Work request: Search the entries for the line containing "Verify: does the image above include any dark". Repeat it, then every line after it, exactly through the final line.

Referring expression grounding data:
-=-=-=-=-

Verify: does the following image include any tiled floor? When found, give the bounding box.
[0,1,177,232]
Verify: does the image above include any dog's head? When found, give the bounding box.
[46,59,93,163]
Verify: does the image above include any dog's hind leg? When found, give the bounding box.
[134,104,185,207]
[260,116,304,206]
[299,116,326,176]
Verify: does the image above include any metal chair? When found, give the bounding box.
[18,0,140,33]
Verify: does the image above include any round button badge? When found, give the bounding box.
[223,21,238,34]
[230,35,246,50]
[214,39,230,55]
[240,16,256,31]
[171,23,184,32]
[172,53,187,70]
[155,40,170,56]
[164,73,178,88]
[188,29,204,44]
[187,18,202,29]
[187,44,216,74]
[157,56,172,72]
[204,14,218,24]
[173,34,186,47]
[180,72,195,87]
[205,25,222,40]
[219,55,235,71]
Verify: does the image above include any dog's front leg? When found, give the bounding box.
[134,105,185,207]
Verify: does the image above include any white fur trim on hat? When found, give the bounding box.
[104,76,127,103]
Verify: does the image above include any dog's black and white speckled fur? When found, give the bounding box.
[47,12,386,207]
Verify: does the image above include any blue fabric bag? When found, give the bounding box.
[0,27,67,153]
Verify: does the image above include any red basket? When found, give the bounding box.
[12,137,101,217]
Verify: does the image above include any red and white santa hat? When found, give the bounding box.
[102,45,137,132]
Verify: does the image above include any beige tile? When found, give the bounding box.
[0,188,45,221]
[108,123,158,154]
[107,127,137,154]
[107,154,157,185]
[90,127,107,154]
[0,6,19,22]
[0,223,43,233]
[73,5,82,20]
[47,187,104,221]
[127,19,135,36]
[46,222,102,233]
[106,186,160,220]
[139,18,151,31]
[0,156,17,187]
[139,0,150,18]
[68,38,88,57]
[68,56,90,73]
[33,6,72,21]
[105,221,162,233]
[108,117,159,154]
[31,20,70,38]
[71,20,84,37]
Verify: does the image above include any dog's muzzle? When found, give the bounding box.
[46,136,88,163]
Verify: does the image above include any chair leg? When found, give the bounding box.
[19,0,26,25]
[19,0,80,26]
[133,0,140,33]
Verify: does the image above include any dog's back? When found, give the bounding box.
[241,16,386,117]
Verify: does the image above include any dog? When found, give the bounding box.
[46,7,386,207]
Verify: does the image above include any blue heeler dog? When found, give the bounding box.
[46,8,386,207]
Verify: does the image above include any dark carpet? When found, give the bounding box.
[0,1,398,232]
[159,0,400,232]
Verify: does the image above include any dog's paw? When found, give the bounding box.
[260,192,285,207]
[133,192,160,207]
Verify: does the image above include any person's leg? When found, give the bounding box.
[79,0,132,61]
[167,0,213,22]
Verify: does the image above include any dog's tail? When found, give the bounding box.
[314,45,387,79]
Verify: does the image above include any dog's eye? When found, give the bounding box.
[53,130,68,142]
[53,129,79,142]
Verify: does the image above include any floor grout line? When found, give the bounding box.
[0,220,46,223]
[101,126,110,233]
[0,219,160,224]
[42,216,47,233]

-=-=-=-=-

Exercise answer:
Verify: does the image above include any dark carpet? When found, give the bounding box.
[0,1,398,232]
[159,0,400,232]
Verify: does the image above include any dog's paw? When found, give the bounding box.
[260,192,285,207]
[133,192,160,207]
Verify: does the image above include any person's leg? When found, give the bounding box.
[79,0,132,61]
[167,0,213,22]
Verify: does the image above include any dog's tail? When found, give the bounding box.
[314,45,387,79]
Verify: does the image above include any dog's eye? When found, give the bounding box.
[53,130,68,142]
[53,129,79,142]
Verify: does the image above include any floor grout line? When found, give the bounding box.
[0,220,46,223]
[101,126,110,233]
[0,219,160,224]
[42,216,47,233]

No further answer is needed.